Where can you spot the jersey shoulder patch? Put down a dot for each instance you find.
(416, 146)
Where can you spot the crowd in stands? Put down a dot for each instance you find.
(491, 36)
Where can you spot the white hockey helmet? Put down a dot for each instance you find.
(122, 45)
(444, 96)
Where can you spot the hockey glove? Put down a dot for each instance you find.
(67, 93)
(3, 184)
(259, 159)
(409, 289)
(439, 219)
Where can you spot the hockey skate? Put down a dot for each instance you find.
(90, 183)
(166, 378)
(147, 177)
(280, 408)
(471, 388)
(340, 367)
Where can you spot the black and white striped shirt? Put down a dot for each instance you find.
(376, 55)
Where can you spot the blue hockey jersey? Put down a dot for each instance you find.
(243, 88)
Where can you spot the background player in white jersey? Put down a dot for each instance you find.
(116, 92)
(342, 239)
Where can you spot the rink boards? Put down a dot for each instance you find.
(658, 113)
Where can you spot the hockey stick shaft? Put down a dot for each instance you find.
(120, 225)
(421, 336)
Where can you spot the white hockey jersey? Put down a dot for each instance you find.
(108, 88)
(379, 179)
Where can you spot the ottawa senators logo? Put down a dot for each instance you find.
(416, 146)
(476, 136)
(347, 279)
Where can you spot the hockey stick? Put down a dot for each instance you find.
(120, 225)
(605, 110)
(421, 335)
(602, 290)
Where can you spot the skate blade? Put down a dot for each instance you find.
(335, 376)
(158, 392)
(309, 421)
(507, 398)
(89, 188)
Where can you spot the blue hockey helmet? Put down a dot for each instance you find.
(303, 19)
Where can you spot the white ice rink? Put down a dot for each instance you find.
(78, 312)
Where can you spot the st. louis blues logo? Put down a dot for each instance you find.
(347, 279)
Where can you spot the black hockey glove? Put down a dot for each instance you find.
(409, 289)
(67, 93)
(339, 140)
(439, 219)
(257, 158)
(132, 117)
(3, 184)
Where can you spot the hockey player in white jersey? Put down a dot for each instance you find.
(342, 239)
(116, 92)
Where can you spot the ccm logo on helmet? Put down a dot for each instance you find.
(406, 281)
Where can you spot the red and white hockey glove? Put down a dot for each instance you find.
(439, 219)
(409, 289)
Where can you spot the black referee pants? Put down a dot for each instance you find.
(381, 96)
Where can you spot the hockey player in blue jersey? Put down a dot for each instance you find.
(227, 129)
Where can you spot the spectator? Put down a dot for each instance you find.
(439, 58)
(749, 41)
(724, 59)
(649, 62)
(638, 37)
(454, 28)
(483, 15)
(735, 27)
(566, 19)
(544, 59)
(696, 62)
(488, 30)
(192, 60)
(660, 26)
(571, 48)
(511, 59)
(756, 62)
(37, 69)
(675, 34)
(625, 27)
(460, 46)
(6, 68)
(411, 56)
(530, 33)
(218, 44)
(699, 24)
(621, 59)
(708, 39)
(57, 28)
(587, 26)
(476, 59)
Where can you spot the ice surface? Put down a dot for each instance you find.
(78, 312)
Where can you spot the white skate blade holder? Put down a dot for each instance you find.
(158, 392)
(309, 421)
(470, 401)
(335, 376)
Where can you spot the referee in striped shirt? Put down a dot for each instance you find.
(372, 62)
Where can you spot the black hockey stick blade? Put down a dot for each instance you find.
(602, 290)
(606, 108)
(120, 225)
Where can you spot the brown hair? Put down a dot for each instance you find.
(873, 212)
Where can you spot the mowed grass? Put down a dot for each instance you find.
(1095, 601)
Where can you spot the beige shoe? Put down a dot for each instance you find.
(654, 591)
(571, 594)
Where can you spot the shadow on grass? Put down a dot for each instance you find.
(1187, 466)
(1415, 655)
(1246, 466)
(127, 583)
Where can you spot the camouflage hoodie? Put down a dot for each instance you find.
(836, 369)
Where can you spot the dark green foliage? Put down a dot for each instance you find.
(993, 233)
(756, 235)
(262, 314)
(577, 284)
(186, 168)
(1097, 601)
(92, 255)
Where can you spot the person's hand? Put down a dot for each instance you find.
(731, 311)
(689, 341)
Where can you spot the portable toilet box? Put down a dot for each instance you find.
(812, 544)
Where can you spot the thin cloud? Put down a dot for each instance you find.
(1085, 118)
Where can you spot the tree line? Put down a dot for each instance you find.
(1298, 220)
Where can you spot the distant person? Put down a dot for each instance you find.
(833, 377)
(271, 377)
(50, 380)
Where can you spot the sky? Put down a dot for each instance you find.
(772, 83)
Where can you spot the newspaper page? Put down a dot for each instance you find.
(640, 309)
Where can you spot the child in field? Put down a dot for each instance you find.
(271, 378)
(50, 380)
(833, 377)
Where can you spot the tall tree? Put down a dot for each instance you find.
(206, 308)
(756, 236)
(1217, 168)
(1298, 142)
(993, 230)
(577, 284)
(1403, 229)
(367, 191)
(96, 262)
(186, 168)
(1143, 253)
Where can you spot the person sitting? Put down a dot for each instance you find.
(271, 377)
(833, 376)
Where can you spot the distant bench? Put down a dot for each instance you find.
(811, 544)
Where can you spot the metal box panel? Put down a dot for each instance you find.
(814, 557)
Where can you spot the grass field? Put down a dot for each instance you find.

§ DO THIS:
Reproduce verbatim every line from the one containing "Where can you spot the mowed" to the one containing "(1298, 220)", with both of those lines included.

§ RESULT OF THE EXERCISE:
Where can you spot the mowed grass? Put down a dot for each instance you find.
(1095, 601)
Where can you spot the beige shoe? Put down a dot for each instance you find.
(654, 591)
(571, 594)
Where can you spot the shadow on grass? Put down a dot for each instance you find.
(1187, 466)
(1415, 655)
(1246, 466)
(127, 583)
Where can you spot the camouflage hoodie? Put down a dot for each instance you find.
(836, 369)
Where can you spot the dark green foliage? Put down a dot for each instance you find.
(993, 233)
(756, 235)
(262, 314)
(577, 284)
(186, 168)
(1097, 601)
(92, 255)
Where can you spot the person's hand? Put down a dot for each instance you find.
(731, 311)
(689, 341)
Where can you spot the portable toilet box? Put down a dot for each instance you find.
(812, 544)
Where can you spot the thin cloud? Put down a dot for each instance you find.
(1085, 118)
Where can you spot the tree line? Put down a dot for each instance you find.
(1298, 220)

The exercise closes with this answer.